## 简短任务 A:
请将下方数据行中从包含“[locate] the surfer”的那一行起、到包含“x=146, y=437”的那一行止的全部内容整理成编号列表，首尾两行都包括在内，空行略去。

## 阅读文本:
********

ReverseWordsInAStringIII [source code]

public class ReverseWordsInAStringIII {
    public String reverseWords(String s) {
        String[] words = s.split(" ");
        String res = "";
        for (int i = 0; i < words.length - 1; i++) res += (reverseWord(words[i]) + " ");
        return res + reverseWord(words[words.length-1]);
    }

    public String reverseWord(String word) {
        int i = 0, j = word.length() - 1;
        char[] characters = word.toCharArray();
        char tmp; 
        while (i < j) {
            tmp = characters[j];
            characters[j] = characters[i];
            characters[i] = tmp;
            i++;
            j--;
        }
        return new String(characters);
    }

    public static void main (String[] args) {
        ReverseWordsInAStringIII tester = new ReverseWordsInAStringIII();
        String input1 = "Let's take LeetCode contest";
        System.out.println(tester.reverseWords(input1));
    }
}

这个算法总体是比较简单的, 不过我这个写法最后的时间特别长, 接近300ms, 10%的速度;

下面这个是一个思路类似(依赖于 split 和 reverse, 只不过多利用了标准库函数):

public class Solution {  
    public String reverseWords(String s) {  
        String words[] = s.split(" ");  
        StringBuilder res=new StringBuilder();  
        for (String word: words)

********

## 所示信息:
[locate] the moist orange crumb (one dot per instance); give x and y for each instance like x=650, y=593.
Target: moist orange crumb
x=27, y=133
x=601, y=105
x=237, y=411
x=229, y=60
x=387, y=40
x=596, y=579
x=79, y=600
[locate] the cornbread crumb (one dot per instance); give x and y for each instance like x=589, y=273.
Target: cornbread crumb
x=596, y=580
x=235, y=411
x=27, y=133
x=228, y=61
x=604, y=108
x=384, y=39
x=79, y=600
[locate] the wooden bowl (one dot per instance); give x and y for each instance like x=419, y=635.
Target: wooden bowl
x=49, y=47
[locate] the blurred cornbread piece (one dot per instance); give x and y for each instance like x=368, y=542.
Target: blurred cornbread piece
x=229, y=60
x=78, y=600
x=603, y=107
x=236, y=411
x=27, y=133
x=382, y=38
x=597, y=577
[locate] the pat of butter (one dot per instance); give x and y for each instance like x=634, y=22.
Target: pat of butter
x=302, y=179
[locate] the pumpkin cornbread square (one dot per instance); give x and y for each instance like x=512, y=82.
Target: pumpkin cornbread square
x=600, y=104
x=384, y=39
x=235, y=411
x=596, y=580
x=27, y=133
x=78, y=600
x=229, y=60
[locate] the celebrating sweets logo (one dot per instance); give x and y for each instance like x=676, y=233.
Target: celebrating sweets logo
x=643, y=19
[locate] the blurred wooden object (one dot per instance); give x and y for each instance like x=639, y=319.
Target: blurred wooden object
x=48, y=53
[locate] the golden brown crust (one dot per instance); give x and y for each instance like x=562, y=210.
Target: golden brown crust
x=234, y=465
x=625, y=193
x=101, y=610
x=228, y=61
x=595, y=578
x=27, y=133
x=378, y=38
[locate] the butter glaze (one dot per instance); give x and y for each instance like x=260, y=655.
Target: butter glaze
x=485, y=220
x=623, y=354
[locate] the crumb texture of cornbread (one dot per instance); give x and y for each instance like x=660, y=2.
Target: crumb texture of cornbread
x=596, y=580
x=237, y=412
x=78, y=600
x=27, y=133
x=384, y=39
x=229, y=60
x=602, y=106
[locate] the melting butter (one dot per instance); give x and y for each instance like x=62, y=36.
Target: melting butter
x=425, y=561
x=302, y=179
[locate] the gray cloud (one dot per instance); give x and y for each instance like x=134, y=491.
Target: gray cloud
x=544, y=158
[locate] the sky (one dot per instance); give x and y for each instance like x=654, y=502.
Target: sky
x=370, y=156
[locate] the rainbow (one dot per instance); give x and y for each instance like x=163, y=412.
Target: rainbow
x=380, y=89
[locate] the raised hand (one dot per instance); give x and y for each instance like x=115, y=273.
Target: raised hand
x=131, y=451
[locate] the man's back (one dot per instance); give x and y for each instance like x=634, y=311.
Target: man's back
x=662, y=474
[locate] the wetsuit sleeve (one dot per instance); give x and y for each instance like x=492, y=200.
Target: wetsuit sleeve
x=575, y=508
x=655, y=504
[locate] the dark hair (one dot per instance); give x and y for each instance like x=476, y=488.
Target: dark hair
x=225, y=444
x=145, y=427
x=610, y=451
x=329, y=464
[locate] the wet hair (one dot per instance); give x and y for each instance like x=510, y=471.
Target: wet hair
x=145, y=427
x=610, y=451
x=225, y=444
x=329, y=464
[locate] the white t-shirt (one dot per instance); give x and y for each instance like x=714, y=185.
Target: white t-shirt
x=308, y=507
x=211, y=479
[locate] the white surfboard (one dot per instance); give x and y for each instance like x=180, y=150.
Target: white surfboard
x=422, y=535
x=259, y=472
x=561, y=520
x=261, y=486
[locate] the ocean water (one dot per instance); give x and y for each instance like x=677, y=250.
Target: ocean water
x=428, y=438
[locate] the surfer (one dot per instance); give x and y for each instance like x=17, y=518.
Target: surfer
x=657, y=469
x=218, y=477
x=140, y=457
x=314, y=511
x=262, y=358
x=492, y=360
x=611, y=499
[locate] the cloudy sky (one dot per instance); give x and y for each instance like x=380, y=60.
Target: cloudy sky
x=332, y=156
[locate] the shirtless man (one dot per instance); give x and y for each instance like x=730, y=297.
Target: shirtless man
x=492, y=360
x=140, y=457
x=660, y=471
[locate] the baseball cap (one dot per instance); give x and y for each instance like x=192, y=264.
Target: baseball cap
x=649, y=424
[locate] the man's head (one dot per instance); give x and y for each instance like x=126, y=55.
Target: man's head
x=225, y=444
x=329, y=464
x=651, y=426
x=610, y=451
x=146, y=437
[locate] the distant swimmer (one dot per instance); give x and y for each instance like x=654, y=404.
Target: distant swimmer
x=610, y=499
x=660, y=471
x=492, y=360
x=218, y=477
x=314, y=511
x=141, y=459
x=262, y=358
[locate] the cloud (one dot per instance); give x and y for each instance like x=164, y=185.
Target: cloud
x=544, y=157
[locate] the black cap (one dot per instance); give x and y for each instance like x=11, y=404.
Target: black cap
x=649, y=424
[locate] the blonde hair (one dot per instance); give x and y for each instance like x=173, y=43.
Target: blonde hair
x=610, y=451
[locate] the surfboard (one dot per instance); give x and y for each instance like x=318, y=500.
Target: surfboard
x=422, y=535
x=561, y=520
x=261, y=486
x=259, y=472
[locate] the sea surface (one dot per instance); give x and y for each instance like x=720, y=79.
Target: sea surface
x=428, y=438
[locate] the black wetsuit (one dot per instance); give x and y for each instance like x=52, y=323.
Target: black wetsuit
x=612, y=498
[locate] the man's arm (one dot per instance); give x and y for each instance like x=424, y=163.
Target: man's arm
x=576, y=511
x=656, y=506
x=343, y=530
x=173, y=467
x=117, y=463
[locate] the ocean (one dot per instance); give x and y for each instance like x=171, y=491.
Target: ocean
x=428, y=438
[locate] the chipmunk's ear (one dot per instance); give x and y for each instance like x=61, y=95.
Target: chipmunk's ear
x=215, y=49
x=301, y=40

********

## 简短任务 B:
根据上方阅读文本回答下列问题：
(i) main 方法中用于测试的输入字符串是什么？
(ii) 作者称自己这种写法的运行时间接近多少？
(iii) 文中介绍的第二种写法依赖哪两个操作？

## 完整回答 A:
1. [locate] the surfer (one dot per instance); give x and y for each instance like x=17, y=518.
2. Target: surfer
3. x=657, y=469
4. x=218, y=477
5. x=140, y=457
6. x=314, y=511
7. x=262, y=358
8. x=492, y=360
9. x=611, y=499
10. [locate] the cloudy sky (one dot per instance); give x and y for each instance like x=380, y=60.
11. Target: cloudy sky
12. x=332, y=156
13. [locate] the shirtless man (one dot per instance); give x and y for each instance like x=730, y=297.
14. Target: shirtless man
15. x=492, y=360
16. x=140, y=457
17. x=660, y=471
18. [locate] the baseball cap (one dot per instance); give x and y for each instance like x=192, y=264.
19. Target: baseball cap
20. x=649, y=424
21. [locate] the man's head (one dot per instance); give x and y for each instance like x=126, y=55.
22. Target: man's head
23. x=225, y=444
24. x=329, y=464
25. x=651, y=426
26. x=610, y=451
27. x=146, y=437

## 完整回答 B:
(i) "Let's take LeetCode contest"。
(ii) 接近300ms。
(iii) split 和 reverse。